All of the entries below need to be repeated exactly.

──────── Supplied entries

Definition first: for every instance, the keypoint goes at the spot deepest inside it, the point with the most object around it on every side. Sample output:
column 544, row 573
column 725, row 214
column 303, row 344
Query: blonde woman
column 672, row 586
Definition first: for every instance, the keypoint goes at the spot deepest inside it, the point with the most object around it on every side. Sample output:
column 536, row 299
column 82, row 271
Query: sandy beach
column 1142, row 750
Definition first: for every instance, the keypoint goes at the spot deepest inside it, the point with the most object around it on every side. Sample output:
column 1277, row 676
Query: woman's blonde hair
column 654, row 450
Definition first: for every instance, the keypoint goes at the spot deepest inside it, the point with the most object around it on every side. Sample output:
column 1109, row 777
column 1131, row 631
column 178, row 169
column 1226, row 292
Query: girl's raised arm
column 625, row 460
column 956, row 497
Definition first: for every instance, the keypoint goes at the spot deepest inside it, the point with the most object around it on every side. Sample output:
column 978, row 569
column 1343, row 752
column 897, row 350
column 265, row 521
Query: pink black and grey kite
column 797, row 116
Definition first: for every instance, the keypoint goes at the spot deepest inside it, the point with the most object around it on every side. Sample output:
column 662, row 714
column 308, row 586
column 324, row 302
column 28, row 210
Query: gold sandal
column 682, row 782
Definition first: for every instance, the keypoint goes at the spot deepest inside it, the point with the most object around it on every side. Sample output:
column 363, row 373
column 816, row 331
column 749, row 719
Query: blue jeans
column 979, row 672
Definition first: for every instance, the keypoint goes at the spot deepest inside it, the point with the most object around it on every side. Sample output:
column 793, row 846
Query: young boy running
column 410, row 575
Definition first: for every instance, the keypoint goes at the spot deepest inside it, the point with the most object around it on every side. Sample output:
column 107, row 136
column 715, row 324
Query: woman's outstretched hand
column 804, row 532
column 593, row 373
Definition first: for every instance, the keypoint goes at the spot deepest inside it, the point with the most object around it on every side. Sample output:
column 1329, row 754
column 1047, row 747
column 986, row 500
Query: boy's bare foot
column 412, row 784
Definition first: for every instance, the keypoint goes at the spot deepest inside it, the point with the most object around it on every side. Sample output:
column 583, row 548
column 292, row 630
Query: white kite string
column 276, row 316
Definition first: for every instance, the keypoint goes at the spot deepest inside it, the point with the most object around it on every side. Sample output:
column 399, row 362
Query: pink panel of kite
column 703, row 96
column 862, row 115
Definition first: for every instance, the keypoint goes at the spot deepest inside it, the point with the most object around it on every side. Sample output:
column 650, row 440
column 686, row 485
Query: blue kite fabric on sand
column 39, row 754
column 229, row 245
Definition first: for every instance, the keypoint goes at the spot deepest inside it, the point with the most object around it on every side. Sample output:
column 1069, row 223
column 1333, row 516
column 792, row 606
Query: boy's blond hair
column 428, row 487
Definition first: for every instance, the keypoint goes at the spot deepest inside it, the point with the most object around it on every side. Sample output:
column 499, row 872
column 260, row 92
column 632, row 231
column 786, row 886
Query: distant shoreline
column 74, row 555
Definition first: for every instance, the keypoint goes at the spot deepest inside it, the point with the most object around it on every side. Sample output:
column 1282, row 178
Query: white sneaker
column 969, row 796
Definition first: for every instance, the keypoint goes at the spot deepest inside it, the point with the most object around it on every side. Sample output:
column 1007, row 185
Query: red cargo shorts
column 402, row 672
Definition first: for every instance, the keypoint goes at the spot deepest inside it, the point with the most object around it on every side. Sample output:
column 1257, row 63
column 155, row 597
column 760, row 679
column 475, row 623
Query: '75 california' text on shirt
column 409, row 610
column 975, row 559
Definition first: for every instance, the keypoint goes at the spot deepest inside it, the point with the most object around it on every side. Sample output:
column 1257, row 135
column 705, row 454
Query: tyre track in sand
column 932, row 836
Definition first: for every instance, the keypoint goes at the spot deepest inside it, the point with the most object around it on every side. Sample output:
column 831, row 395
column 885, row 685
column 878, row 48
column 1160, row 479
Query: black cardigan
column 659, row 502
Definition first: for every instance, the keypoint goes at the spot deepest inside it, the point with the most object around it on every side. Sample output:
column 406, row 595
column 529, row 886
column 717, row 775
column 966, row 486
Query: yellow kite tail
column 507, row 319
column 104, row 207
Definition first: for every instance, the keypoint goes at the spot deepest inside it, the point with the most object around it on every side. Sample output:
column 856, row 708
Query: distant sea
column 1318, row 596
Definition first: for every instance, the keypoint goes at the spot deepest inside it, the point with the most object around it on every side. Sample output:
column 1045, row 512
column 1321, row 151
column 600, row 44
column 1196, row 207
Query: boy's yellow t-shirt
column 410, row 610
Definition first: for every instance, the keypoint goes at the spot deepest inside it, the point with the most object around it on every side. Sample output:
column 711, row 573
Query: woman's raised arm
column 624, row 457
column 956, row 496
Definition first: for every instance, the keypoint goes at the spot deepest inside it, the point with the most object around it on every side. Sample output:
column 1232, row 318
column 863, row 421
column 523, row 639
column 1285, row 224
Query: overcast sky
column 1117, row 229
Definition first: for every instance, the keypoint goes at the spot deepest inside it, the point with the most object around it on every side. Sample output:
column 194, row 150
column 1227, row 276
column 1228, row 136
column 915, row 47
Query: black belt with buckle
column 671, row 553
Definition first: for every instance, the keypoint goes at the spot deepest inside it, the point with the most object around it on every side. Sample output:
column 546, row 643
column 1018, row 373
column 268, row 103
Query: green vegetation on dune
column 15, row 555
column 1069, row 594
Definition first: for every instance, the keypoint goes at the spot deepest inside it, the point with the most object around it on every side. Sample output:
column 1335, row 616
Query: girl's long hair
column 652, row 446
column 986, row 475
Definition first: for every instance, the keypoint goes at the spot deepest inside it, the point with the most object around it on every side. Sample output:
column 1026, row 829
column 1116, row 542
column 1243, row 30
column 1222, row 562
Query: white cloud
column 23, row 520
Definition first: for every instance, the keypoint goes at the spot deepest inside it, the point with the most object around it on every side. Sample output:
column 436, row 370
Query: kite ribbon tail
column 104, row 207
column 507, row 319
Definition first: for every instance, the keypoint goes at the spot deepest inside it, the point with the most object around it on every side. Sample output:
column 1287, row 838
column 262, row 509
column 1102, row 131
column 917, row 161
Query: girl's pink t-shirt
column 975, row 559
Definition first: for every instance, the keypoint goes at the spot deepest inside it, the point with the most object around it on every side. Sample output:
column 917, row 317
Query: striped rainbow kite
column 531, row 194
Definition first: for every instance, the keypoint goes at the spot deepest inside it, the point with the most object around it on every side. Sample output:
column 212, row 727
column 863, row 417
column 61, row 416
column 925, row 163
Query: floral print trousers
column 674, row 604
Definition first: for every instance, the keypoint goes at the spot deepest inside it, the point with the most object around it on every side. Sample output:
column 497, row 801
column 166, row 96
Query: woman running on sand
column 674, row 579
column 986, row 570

────────────────

**Solution**
Definition first: for every instance, the keypoint goes at the spot deepest inside it, the point with the most object around it on every side. Sample output:
column 544, row 573
column 725, row 214
column 303, row 344
Query: blonde woman
column 672, row 586
Definition first: for every instance, the keypoint goes at the spot deepest inside it, the point with the most object around it on every side. Sample output:
column 536, row 299
column 82, row 271
Query: sandy beach
column 1142, row 750
Definition first: for every instance, the keypoint goes at the spot deepest inside it, the point with the most object around it on every side. Sample output:
column 1277, row 676
Query: woman's blonde hair
column 654, row 450
Definition first: for every instance, the keypoint goes at the spot deepest inside it, the point with the most object around it on every side. Sample output:
column 1109, row 777
column 1131, row 631
column 178, row 169
column 1226, row 292
Query: girl's raised arm
column 625, row 460
column 956, row 497
Definition first: for every instance, the keypoint goes at the spot deepest inside it, the point with the most object around it on every side. Sample output:
column 978, row 569
column 1343, row 752
column 897, row 350
column 265, row 521
Query: pink black and grey kite
column 797, row 116
Definition first: for every instance, the keypoint goes at the spot deepest inside it, the point with the most object around it on every side. Sample output:
column 662, row 714
column 308, row 586
column 324, row 302
column 28, row 210
Query: gold sandal
column 682, row 782
Definition first: for every instance, the keypoint goes at the spot deepest inside it, the point with the most object around it on every side. Sample output:
column 363, row 373
column 816, row 331
column 749, row 719
Query: blue jeans
column 979, row 672
Definition first: for every instance, the keypoint goes at the spot deepest inside it, the point with the most object around it on every side. Sample output:
column 793, row 846
Query: young boy running
column 410, row 575
Definition first: for every instance, the keypoint goes at the spot deepest inside it, the point with the most object around it on every side. Sample output:
column 107, row 136
column 715, row 324
Query: woman's outstretched hand
column 804, row 532
column 593, row 373
Definition first: for every instance, the keypoint goes at the spot deepest inside it, the point with the most object around it on every side. Sample output:
column 1329, row 754
column 1047, row 747
column 986, row 500
Query: boy's bare foot
column 412, row 784
Definition first: for every instance, the keypoint goes at the spot deepest inside it, the point with the most object around it on every side. Sample output:
column 583, row 548
column 292, row 630
Query: white kite string
column 276, row 316
Definition first: for every instance, the keypoint goes at the spot deepest inside it, the point with the most object around it on every side. Sample output:
column 399, row 362
Query: pink panel of kite
column 703, row 96
column 862, row 115
Definition first: for every instance, the keypoint goes at the spot deepest inside it, the point with the most object around it on every side. Sample output:
column 650, row 440
column 686, row 485
Query: blue kite fabric on sand
column 39, row 754
column 229, row 245
Definition first: for every instance, the keypoint goes at the spot deepest inside it, the point with the most object around it on every side. Sample output:
column 1069, row 223
column 1333, row 516
column 792, row 606
Query: boy's blond hair
column 428, row 487
Definition first: for every instance, the keypoint goes at the spot deepest inside it, the point with the most object around it on every side. Sample output:
column 499, row 872
column 260, row 92
column 632, row 231
column 786, row 886
Query: distant shoreline
column 74, row 555
Definition first: for every instance, the keypoint goes at the spot deepest inside it, the point with the most object around it on every side. Sample output:
column 1282, row 178
Query: white sneaker
column 969, row 796
Definition first: for every instance, the keypoint goes at the spot deepest inside it, the point with the most object around it on every side. Sample output:
column 1007, row 185
Query: red cargo shorts
column 402, row 672
Definition first: for every instance, the keypoint goes at the spot deepest inside it, the point with the most object around it on every side. Sample output:
column 1257, row 63
column 155, row 597
column 760, row 679
column 475, row 623
Query: '75 california' text on shirt
column 409, row 610
column 975, row 559
Definition first: for every instance, the keypoint goes at the spot deepest inside it, the point with the most object around it on every side. Sample output:
column 1257, row 135
column 705, row 454
Query: tyre track in sand
column 932, row 836
Definition first: for every instance, the keypoint goes at the spot deepest inside it, the point with the most object around it on every side. Sample output:
column 831, row 395
column 885, row 685
column 878, row 48
column 1160, row 479
Query: black cardigan
column 659, row 502
Definition first: for every instance, the keypoint goes at the spot deepest inside it, the point with the most object around it on every side. Sample output:
column 406, row 595
column 529, row 886
column 717, row 775
column 966, row 486
Query: yellow kite tail
column 507, row 319
column 104, row 207
Definition first: for every instance, the keypoint goes at the spot deepest inside it, the point with the most object around it on every side. Sample output:
column 856, row 708
Query: distant sea
column 1318, row 596
Definition first: for every instance, the keypoint goes at the spot deepest inside it, the point with the most object around it on every side. Sample output:
column 1045, row 512
column 1321, row 151
column 600, row 44
column 1196, row 207
Query: boy's yellow t-shirt
column 410, row 610
Definition first: for every instance, the keypoint goes at the spot deepest inside it, the point with the most object around it on every side. Sample output:
column 711, row 573
Query: woman's raised arm
column 624, row 457
column 956, row 496
Definition first: for every instance, the keypoint goes at the spot deepest inside it, the point with the most object around it on every side. Sample output:
column 1232, row 318
column 863, row 421
column 523, row 639
column 1285, row 224
Query: overcast sky
column 1117, row 229
Definition first: for every instance, the keypoint goes at the spot deepest inside it, the point with the most object around it on every side. Sample output:
column 194, row 150
column 1227, row 276
column 1228, row 136
column 915, row 47
Query: black belt with buckle
column 671, row 553
Definition first: for every instance, the keypoint goes at the spot deepest inside it, the point with the most object around it on every side. Sample output:
column 546, row 643
column 1018, row 373
column 268, row 103
Query: green vegetation on dune
column 15, row 555
column 1069, row 594
Definition first: for every instance, the keypoint goes at the spot deepest inside it, the point with the most object around it on every side. Sample output:
column 1335, row 616
Query: girl's long hair
column 652, row 446
column 986, row 475
Definition first: for every instance, the keypoint goes at the spot deepest inside it, the point with the most object around it on every side. Sample output:
column 1026, row 829
column 1116, row 542
column 1243, row 30
column 1222, row 562
Query: white cloud
column 23, row 520
Definition first: for every instance, the keypoint goes at the spot deepest inside it, the point with the most object around it on every side. Sample output:
column 436, row 370
Query: kite ribbon tail
column 104, row 207
column 507, row 319
Definition first: for every instance, the keypoint goes at the spot deepest inside it, the point with the most object around it on every side. Sample output:
column 1287, row 838
column 262, row 509
column 1102, row 131
column 917, row 161
Query: girl's pink t-shirt
column 975, row 559
Definition first: for every instance, the keypoint goes at the spot deepest inside it, the point with the most object around it on every side. Sample output:
column 917, row 317
Query: striped rainbow kite
column 531, row 194
Definition first: for every instance, the keypoint goes at the spot deepest inside it, the point with the most object around it on every side. Sample output:
column 212, row 727
column 863, row 417
column 61, row 416
column 925, row 163
Query: floral print trousers
column 674, row 604
Definition first: for every instance, the keypoint goes at the spot deepest inside it, the point with the most object around it on every side. Sample output:
column 497, row 801
column 166, row 96
Query: woman running on sand
column 674, row 579
column 986, row 570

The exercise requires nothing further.